Supplied material:
============
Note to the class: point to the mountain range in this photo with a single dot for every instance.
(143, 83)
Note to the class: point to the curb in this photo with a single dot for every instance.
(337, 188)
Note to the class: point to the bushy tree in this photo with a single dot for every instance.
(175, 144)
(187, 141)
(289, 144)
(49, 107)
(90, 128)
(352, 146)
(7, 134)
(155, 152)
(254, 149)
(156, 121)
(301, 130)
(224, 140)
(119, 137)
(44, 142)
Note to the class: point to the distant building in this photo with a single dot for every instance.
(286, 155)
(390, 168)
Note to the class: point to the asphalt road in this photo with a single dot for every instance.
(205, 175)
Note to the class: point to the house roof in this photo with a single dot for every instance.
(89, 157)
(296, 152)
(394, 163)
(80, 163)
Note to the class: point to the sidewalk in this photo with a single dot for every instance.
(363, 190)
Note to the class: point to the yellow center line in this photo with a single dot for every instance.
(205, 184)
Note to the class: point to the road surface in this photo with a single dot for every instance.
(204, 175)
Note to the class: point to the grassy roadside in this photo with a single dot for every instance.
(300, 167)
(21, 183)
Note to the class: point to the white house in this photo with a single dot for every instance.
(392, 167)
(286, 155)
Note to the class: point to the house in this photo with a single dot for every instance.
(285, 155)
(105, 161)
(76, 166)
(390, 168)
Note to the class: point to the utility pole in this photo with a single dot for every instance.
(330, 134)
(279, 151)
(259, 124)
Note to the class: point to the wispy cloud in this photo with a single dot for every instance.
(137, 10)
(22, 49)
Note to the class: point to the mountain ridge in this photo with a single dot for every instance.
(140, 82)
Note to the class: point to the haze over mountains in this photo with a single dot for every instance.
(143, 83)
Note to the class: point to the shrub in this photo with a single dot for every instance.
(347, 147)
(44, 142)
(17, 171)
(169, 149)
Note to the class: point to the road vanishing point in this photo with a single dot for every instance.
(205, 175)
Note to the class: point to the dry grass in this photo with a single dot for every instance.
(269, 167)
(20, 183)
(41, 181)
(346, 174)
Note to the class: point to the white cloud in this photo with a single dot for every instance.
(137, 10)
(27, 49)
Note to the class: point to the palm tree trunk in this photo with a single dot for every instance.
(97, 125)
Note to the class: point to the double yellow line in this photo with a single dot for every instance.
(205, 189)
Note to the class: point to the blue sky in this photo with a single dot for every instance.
============
Goal of the exercise:
Copy the records again, from the line that contains "Note to the class: point to the double" through the end of the records, inclusive. Keep every request line unchanged, and multiply each coordinate in the answers by 2.15, rounding to whole numbers with halves rounded up.

Reply to the task:
Note to the class: point to the double yellow line in this photo with a single dot for every instance.
(441, 406)
Note to the class: point to the blue sky in this photo with a single dot for every instance.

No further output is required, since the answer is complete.